WHAT THIS TASK INVOLVES:
Your task is to reproduce the material exactly.

RAW RECORDS:

Begin

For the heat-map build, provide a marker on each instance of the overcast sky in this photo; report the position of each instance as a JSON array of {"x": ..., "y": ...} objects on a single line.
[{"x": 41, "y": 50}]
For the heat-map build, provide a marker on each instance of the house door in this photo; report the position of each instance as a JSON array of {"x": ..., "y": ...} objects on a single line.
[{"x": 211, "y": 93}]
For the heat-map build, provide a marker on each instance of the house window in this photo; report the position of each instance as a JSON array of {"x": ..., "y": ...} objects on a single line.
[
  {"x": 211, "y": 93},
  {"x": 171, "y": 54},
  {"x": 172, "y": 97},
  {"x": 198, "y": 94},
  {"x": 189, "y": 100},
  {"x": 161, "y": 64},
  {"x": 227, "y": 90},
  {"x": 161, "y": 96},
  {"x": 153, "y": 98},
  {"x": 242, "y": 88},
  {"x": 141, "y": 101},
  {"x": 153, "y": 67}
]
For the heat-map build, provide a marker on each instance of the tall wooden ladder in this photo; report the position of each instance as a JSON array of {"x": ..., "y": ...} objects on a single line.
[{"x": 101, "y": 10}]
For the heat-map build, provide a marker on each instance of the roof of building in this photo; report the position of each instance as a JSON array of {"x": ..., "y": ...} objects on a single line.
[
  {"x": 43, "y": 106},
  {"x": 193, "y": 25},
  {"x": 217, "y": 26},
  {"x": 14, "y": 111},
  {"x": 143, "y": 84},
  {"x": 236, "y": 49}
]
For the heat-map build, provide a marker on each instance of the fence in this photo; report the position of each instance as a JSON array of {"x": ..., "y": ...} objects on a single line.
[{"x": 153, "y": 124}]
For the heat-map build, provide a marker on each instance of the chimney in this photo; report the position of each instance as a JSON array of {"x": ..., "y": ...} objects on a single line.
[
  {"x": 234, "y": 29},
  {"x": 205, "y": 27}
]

End

THE SOLUTION:
For the heat-map build, provide a marker on each instance of the overcast sky in this photo; report the position of each instance as a JSON array of {"x": ..., "y": ...} objects on a single line.
[{"x": 41, "y": 50}]
For the heat-map build, provide a marker on each instance of the house door in this photo; report the position of each instance as a JSON array of {"x": ..., "y": ...} objects on a single line.
[{"x": 211, "y": 93}]
For the heat-map build, provide a marker on each instance of the house window in this photo; report the position of each instance as a JSON array of {"x": ..., "y": ...} objects on a single line.
[
  {"x": 211, "y": 93},
  {"x": 171, "y": 54},
  {"x": 172, "y": 97},
  {"x": 198, "y": 94},
  {"x": 189, "y": 100},
  {"x": 161, "y": 64},
  {"x": 227, "y": 90},
  {"x": 161, "y": 96},
  {"x": 153, "y": 98},
  {"x": 242, "y": 88},
  {"x": 141, "y": 101},
  {"x": 153, "y": 67}
]
For the heat-map build, provide a marker on each instance of the tall wooden ladder in this photo; report the position of each instance as a JSON array of {"x": ..., "y": ...} objects on a single line.
[{"x": 101, "y": 10}]
For the heat-map build, provide a marker on each instance of the roof of building in this photo; report the position of each instance as a JSON array of {"x": ..., "y": ...} objects on a single line.
[
  {"x": 43, "y": 106},
  {"x": 193, "y": 25},
  {"x": 217, "y": 26},
  {"x": 14, "y": 111},
  {"x": 143, "y": 84},
  {"x": 236, "y": 49}
]
For the heat-map build, provide a marker on each instance of the fence in this photo; report the position of each instance as a JSON array of {"x": ..., "y": ...} objects on a single line.
[{"x": 153, "y": 124}]
For the heat-map build, provide a marker on each instance of the chimney in this photo; report the position of each instance as a JSON array of {"x": ..., "y": ...} objects on a single line.
[
  {"x": 234, "y": 29},
  {"x": 205, "y": 27}
]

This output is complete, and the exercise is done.